Quote the stretch of entries from the line containing "Expected: for each instance of the auction" through the line containing "x=146 y=193", both included, and give only those lines, unchanged.
# start of RECORDS TO PROCESS
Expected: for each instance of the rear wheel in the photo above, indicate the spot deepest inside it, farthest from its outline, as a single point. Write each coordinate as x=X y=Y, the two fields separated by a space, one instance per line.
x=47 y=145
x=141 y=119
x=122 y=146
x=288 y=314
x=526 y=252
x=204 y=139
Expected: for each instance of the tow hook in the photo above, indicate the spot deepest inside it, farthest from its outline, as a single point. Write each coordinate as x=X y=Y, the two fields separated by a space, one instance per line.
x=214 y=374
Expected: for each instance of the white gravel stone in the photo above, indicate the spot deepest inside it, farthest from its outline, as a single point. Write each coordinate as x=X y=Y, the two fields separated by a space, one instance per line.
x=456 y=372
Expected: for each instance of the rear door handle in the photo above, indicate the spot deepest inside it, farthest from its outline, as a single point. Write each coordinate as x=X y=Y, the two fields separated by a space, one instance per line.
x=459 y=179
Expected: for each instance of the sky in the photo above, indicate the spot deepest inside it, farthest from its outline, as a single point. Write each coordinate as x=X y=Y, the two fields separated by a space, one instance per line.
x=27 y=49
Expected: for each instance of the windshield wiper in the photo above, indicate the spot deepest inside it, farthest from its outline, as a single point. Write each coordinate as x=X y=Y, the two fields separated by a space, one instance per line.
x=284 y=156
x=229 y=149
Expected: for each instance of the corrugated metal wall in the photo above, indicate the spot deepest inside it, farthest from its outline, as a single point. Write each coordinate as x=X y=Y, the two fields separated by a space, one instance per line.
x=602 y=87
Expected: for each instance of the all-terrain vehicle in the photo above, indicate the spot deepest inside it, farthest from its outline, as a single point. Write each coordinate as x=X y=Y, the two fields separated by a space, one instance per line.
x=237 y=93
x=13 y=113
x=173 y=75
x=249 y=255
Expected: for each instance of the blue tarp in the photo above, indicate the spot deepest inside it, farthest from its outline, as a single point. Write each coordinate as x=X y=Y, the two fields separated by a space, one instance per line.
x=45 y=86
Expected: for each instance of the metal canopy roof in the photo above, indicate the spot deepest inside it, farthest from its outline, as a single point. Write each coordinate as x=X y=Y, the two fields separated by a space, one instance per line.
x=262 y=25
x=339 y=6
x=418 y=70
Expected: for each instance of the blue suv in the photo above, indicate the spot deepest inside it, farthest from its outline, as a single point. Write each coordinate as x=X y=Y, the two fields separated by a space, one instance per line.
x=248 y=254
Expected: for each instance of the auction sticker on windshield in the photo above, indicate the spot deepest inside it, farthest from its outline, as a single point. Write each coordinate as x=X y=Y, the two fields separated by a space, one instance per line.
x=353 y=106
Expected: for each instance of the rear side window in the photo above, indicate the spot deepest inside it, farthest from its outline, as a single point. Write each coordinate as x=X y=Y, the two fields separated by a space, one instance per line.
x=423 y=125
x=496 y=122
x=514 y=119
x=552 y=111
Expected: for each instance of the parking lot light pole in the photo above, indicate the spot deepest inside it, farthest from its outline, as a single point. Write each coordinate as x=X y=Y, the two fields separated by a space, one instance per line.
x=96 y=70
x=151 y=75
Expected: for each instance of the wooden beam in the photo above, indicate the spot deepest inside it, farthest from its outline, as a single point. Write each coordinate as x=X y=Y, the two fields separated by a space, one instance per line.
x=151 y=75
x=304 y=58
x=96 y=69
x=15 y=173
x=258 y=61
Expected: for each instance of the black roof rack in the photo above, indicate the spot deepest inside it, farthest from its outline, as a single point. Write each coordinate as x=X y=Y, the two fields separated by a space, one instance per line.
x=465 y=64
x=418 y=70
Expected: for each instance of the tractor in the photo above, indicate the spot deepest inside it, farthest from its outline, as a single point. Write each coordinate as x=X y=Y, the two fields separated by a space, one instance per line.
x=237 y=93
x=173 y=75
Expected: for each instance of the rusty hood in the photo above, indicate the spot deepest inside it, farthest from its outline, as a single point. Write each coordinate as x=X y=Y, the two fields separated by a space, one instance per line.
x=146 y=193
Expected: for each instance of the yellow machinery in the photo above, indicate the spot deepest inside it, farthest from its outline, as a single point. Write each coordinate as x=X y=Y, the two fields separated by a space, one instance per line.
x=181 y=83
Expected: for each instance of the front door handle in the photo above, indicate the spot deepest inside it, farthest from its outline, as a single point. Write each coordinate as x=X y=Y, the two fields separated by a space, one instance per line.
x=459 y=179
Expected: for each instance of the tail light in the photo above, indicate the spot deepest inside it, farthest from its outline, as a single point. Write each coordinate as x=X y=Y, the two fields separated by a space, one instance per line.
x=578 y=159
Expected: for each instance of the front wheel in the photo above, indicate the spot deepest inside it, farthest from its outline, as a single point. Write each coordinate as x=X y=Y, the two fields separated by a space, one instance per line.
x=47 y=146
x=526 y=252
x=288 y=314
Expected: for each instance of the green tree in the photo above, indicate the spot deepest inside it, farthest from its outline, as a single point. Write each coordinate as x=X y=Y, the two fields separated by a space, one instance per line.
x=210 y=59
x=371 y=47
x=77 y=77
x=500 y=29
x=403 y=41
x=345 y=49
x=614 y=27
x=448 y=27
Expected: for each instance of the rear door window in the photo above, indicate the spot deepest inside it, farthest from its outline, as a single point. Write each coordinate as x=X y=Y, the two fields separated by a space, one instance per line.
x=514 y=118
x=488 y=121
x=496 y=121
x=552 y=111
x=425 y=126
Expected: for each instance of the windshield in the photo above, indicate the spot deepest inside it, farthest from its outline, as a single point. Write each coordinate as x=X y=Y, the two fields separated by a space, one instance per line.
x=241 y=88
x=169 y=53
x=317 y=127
# end of RECORDS TO PROCESS
# start of RECORDS TO PROCESS
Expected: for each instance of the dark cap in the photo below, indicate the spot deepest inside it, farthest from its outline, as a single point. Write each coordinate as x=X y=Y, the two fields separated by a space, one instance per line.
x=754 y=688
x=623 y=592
# end of RECORDS TO PROCESS
> SOLUTION TO THE EXERCISE
Expected: for each instance of the auction sticker on windshield in the photo above, indicate the spot deepest inside it, farthest from its outline, as a single point. Write each coordinate as x=X y=Y, the two fields separated by a space, one instance per line.
x=353 y=106
Expected: for each instance of the rear side window in the photo above, indicate the spot deepest inside it, farthest from its outline, as a single point. Write each coordinate as x=X y=Y, the two fields separated by a space, one instance per line.
x=423 y=125
x=496 y=122
x=514 y=119
x=552 y=111
Expected: for each instance of the parking lot light pole in the photo above, indicate the spot deepest inside it, farthest from its outline, as a single point. Write each coordinate as x=X y=Y, the two fields separated by a space, one instance per line.
x=96 y=70
x=151 y=75
Expected: for each instance of the wooden beam in the photo above, indicate the spot deepest inside it, farthest from its outline, as a single point. Write each coordinate as x=X y=Y, the two fields separated by a space, one instance per line.
x=151 y=75
x=304 y=58
x=96 y=69
x=15 y=173
x=258 y=61
Expected: for each instance of the black roof rack in the photo above, indicate the spot deepest inside it, farthest from its outline, as a single point. Write each coordinate as x=X y=Y, the two fields separated by a space, one instance per line.
x=465 y=64
x=418 y=70
Expected: for each instance of the tractor in the photo above, indicate the spot deepest inside it, farthest from its outline, as a single point. Write each coordinate as x=X y=Y, the two fields separated by a space, one instance per line.
x=237 y=93
x=173 y=75
Expected: for each instance of the rusty hood in the photo above, indicate the spot deepest inside it, farthest from its outline, as a single point. Write each coordinate as x=X y=Y, the two fields separated by a space, one instance per line.
x=146 y=193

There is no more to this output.